Exercise details:
Every entry must be given again exactly.

Entries provided:
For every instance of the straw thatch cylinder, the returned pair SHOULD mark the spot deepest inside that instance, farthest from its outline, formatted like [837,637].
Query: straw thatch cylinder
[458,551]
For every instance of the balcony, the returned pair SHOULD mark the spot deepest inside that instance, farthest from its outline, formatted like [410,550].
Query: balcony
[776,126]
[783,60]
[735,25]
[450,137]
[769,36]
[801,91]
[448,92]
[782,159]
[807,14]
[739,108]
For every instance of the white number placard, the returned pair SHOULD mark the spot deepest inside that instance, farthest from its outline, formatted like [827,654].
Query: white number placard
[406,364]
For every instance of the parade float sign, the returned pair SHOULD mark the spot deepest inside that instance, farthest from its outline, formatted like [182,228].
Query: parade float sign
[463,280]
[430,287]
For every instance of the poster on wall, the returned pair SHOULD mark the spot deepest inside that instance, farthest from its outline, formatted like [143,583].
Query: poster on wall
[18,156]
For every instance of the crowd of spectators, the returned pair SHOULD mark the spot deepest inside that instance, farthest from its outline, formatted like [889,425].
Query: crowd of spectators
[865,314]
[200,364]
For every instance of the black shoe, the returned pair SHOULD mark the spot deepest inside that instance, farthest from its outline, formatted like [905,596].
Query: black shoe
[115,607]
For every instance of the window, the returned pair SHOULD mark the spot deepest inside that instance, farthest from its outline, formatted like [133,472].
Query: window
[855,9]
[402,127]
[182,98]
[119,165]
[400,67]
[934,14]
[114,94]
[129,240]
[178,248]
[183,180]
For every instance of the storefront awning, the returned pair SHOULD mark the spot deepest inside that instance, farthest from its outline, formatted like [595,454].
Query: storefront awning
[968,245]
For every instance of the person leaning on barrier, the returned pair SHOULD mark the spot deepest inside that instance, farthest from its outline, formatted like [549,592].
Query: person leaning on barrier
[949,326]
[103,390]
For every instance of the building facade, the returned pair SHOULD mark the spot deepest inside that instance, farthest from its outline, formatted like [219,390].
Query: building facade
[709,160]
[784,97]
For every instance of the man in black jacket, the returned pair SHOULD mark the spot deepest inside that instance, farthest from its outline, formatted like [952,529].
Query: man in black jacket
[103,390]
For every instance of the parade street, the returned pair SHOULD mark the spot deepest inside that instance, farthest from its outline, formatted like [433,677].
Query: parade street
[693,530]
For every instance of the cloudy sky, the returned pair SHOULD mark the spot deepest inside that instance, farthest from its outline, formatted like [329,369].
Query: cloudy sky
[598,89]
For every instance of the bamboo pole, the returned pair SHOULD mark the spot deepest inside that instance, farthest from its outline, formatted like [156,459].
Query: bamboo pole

Answer to the task:
For every instance of the straw thatch cylinder, the returned pair SHOULD mark the spot deepest inside that instance, farthest from its outline, formatted like [837,637].
Query: straw thatch cylinder
[458,551]
For every instance of the balcony, the returned pair SHOULD mark the spot deepest inside that instance, farthest from its outline, formatted like [410,550].
Query: balcony
[776,126]
[783,60]
[735,25]
[450,137]
[769,36]
[801,91]
[448,92]
[782,159]
[807,14]
[739,108]
For every instance of the white number placard, the returned pair SHOULD mark the spot deepest inside that instance, farthest from its outline, formatted like [827,654].
Query: white number placard
[406,364]
For every instance of the parade float sign, the returned pair SHOULD mark the spot deepest inside that instance, farthest from its outline, formatted like [182,228].
Query: parade float sign
[463,280]
[430,287]
For every instance of the poster on wall, the returned pair SHOULD mark the spot deepest inside that instance, farthest from its outline, formatted like [143,583].
Query: poster on wall
[18,156]
For every instance of the crowd of spectators, the returned pair SHOULD mark the spot deepest inside that instance, farthest from its outline, formatted like [889,425].
Query: crowd of spectators
[865,314]
[200,364]
For every instance of the black shoe, the returned pair SHOULD mark the spot deepest inside that instance, farthest from its outline, formatted like [905,596].
Query: black shoe
[115,607]
For every instance of the window, the returned pair SHOULD mark the spot deepest inside that instance, farthest from its outline, formatted like [133,472].
Query: window
[855,9]
[402,127]
[182,98]
[119,165]
[400,67]
[934,14]
[114,94]
[129,240]
[178,248]
[183,180]
For every instance of the storefront awning, the returned pair SHOULD mark the spot deepest inside that instance, farthest from its outline, formatted like [595,454].
Query: storefront awning
[968,245]
For every instance of the person leaning on barrier, the returned pair SHOULD mark the spot deepest inside that instance, farthest from its outline, formatted like [549,592].
Query: person leaning on barrier
[949,326]
[103,390]
For every instance of the building facade, the returned pair SHOULD mark the spot deepest inside that instance, farthest from its outline, formatted like [219,390].
Query: building facade
[709,160]
[784,97]
For every instance of the man in black jacket, the returned pair SHOULD mark the spot deepest inside that instance, farthest from its outline, formatted like [952,529].
Query: man in black jacket
[103,390]
For every instance of the parade street, the returned pair SHOULD mark the spot deepest inside that instance, farthest from its outline, formatted like [433,677].
Query: parade street
[693,530]
For every instance of the cloudy sky, the returned pair SHOULD mark the spot deepest inside that instance, farthest from its outline, formatted like [329,369].
Query: cloudy sky
[598,89]
For every instance of the bamboo pole, the returned pair SHOULD mark the spot deepest inside that instance, farthest from its outline, formatted like [156,459].
Query: bamboo pole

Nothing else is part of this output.